# [EXERCISE DESCRIPTION]
Your task is to copy the lines from the line containing "If you could mark the brick pillar" through the end of the listing below, both included, without any pictures.

═════ DATASET EXTRACT ═════

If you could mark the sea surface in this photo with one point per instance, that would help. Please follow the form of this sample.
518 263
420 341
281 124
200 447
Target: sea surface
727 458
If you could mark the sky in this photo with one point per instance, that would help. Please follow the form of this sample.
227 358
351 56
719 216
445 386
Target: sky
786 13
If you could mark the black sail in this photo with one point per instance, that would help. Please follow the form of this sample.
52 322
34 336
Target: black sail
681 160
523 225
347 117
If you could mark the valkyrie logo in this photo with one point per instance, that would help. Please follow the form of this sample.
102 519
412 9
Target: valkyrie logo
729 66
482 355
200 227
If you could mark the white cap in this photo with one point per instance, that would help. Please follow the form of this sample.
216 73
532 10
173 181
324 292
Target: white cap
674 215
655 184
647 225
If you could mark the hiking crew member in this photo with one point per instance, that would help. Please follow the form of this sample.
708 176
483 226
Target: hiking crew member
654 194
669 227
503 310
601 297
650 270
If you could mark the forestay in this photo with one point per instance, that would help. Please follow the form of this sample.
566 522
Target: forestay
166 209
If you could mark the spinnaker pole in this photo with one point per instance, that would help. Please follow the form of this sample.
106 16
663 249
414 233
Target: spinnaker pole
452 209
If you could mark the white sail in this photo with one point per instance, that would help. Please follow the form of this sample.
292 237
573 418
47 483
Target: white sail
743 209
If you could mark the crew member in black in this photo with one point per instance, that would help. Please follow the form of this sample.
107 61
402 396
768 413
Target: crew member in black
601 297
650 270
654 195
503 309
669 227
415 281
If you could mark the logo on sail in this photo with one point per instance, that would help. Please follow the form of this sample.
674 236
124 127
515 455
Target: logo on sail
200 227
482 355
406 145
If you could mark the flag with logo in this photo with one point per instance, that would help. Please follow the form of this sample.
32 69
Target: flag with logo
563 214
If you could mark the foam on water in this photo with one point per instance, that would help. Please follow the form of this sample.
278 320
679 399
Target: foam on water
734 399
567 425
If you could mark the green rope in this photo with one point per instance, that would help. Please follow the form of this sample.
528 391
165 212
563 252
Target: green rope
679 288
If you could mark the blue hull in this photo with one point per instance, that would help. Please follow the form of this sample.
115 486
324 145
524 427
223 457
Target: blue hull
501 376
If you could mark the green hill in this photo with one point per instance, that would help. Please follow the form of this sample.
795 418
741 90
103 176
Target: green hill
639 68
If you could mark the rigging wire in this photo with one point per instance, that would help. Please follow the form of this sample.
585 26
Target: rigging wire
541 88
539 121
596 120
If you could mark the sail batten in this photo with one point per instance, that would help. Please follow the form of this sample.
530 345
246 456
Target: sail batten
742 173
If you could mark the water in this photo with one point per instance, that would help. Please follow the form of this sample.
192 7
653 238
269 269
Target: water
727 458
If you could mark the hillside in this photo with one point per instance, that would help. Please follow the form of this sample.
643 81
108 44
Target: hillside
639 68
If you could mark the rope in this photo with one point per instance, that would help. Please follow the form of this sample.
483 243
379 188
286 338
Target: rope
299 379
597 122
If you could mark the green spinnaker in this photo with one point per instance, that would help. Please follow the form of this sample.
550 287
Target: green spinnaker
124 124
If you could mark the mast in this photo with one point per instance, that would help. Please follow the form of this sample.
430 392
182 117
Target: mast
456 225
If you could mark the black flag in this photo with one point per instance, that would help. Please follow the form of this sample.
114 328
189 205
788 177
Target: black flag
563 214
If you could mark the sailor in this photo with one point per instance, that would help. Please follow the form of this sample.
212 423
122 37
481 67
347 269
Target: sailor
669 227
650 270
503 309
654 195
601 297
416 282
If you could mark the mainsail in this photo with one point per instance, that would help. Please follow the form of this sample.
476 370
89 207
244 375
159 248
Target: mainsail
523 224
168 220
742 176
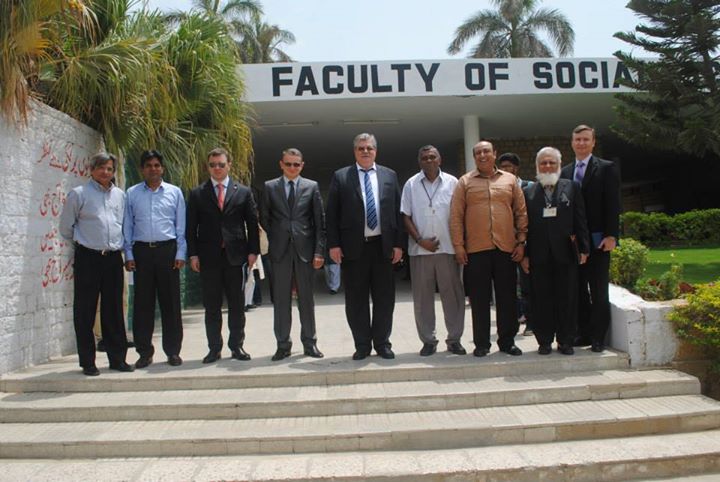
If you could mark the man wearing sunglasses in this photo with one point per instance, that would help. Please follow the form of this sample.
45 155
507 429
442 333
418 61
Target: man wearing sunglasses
222 235
364 237
292 214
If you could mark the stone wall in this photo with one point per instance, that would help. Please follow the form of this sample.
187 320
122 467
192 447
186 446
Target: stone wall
39 163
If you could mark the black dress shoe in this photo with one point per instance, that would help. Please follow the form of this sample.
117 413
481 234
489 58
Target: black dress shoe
91 371
211 357
280 354
360 355
240 354
582 341
479 351
512 350
428 349
566 349
143 361
122 367
312 351
385 353
456 348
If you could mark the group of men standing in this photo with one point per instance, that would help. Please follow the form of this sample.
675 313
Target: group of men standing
466 237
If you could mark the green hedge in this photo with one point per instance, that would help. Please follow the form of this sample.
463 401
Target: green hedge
660 229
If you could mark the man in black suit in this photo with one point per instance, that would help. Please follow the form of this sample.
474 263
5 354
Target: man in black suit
292 215
364 237
222 234
557 242
600 181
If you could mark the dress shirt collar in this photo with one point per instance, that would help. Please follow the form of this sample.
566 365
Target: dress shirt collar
148 188
360 168
585 161
438 178
286 180
224 182
100 187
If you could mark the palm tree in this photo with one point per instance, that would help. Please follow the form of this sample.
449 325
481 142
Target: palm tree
28 34
260 43
131 77
512 31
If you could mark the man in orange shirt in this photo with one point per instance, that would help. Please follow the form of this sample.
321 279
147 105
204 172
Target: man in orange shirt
488 229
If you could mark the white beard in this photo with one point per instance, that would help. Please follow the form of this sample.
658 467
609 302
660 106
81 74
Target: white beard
548 180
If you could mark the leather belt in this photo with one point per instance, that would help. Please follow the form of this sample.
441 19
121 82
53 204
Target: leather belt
101 252
154 244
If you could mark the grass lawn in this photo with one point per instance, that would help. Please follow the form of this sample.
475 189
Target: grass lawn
700 265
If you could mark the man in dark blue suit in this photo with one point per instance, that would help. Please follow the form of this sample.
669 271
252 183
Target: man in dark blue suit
600 181
557 242
364 237
222 235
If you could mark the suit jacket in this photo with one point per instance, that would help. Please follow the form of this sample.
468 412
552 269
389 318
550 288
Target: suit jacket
304 225
549 238
346 211
235 226
601 193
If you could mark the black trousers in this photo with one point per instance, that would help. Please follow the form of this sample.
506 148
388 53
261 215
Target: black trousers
496 267
554 301
370 275
216 281
594 297
155 275
290 267
99 276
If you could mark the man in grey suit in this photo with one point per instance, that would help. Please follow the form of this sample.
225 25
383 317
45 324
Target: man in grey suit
292 214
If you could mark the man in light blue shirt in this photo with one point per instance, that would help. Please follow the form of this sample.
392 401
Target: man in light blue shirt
155 251
92 217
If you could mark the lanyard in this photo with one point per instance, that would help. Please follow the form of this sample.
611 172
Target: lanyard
430 198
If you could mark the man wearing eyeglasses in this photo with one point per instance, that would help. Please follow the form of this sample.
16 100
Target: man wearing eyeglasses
364 237
291 212
222 235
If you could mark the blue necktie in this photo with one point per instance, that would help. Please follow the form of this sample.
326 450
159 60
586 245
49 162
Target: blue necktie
579 172
370 213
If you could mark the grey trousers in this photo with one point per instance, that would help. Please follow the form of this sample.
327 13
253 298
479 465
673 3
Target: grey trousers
283 272
427 271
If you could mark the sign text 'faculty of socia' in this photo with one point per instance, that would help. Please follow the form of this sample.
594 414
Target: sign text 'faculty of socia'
478 76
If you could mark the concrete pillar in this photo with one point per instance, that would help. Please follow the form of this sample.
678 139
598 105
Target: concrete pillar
471 131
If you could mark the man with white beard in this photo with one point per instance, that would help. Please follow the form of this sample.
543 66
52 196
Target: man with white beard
557 242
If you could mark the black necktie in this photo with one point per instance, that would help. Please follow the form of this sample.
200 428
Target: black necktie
291 196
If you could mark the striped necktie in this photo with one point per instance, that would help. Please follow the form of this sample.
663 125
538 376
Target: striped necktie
370 213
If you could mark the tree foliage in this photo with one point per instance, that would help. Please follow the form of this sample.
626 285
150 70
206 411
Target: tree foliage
142 83
512 30
677 103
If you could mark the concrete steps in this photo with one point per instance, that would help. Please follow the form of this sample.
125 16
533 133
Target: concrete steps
585 417
439 429
326 400
673 457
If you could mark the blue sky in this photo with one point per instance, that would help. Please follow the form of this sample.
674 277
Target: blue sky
343 30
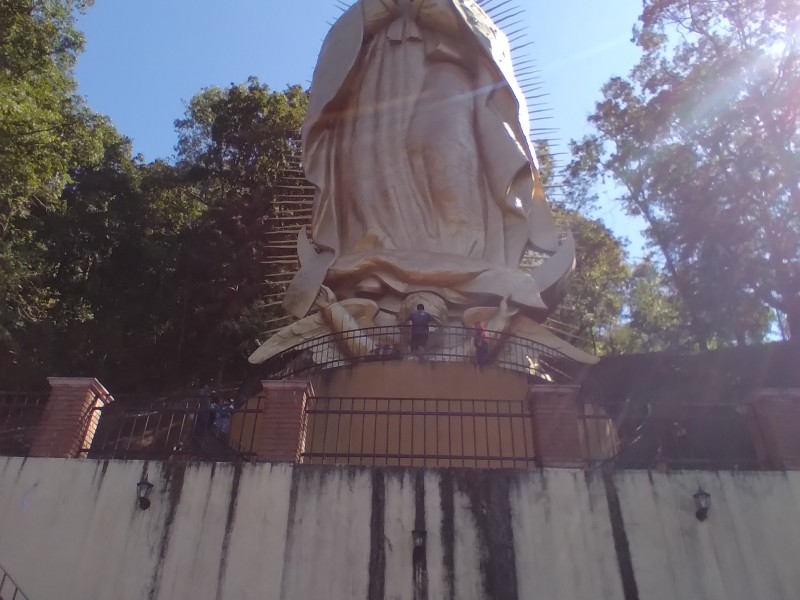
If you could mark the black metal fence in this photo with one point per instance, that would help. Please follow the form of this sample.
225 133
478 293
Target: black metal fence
443 344
8 589
675 436
425 432
20 413
198 427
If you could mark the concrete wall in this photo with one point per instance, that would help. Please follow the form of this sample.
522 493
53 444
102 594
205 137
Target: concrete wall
71 529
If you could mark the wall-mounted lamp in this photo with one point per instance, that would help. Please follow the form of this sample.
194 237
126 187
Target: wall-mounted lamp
702 502
143 489
419 535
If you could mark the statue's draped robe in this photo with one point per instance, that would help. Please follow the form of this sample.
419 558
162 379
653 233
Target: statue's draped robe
414 141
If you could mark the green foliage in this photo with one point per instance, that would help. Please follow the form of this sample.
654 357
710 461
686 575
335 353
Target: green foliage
701 140
44 132
153 274
597 289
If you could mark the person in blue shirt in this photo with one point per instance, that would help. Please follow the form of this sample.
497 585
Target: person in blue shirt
420 325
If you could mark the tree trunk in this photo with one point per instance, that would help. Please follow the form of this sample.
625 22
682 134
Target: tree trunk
793 320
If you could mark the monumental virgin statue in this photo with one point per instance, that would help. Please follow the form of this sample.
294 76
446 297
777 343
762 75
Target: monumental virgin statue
426 184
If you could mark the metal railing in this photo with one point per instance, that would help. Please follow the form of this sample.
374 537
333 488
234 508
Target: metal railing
9 590
444 344
20 413
196 427
427 432
675 436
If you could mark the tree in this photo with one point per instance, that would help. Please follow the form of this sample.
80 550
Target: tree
597 288
232 146
701 140
45 130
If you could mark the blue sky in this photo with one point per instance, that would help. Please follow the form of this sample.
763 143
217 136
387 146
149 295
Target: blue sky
144 58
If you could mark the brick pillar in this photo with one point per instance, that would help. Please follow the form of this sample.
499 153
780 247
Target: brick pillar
280 428
69 421
556 427
777 415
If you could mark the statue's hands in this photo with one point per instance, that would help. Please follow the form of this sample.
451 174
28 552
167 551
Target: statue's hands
325 297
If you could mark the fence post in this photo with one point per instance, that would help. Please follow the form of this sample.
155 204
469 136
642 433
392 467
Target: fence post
556 426
69 420
280 429
777 414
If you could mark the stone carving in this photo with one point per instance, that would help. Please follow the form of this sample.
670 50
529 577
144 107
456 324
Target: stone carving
416 142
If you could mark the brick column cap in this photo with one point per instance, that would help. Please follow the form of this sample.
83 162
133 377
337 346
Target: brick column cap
553 388
763 394
284 384
87 383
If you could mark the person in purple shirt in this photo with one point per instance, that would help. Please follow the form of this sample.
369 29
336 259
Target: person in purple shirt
420 324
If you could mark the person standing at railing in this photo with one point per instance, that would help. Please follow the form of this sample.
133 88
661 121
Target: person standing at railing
223 418
420 325
481 342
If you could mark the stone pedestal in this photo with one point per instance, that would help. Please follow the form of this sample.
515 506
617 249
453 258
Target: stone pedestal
777 416
556 427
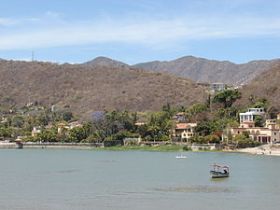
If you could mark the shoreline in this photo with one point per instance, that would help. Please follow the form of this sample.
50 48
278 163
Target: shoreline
268 150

═════

# [REPLY TO THE EXERCISE]
If you could mark the brick pillar in this photo with one point per instance, that would help. Please follow the form of this sample.
499 153
780 247
Target: brick pillar
280 428
69 421
556 427
777 415
If you could mark the statue's hands in this photo with one point per instance, that would help. Please follow the form of this sample.
451 174
28 552
167 551
Target: statue's hands
325 297
If you could mark the fence post in this photo with one point per instance, that would help. Please follow the form of this sample.
155 204
469 136
642 433
392 467
Target: fence post
556 426
69 420
280 429
777 414
If you could mark the stone carving in this photo with one point per instance, that would help. Please follow the form of this sample.
670 50
529 577
144 107
456 324
Target: stone carving
416 142
If you could mark the brick column cap in this photo with one point per instance, that would help. Please follow the form of this sample.
83 162
133 377
337 346
Target: brick column cap
553 388
763 394
284 384
87 383
If you could mark the person in purple shirt in this photo with one point per instance, that would help. Please follow the form of this sample.
369 29
336 259
Target: person in purple shirt
420 324
If you could mark the person standing at railing in this photo with one point per instance, that would help. Please follow the form of this sample.
133 88
661 121
Target: person standing at railing
223 418
420 325
481 342
If you could mark the stone pedestal in this photo with one point per instance, that would help. Please follow the form of this sample.
515 506
617 249
453 258
Target: stone pedestal
777 416
556 427
If you could mark the shoreline in this photo with one point per instance, that would help. Please follow the form of this sample.
50 48
278 163
Target: shoreline
268 150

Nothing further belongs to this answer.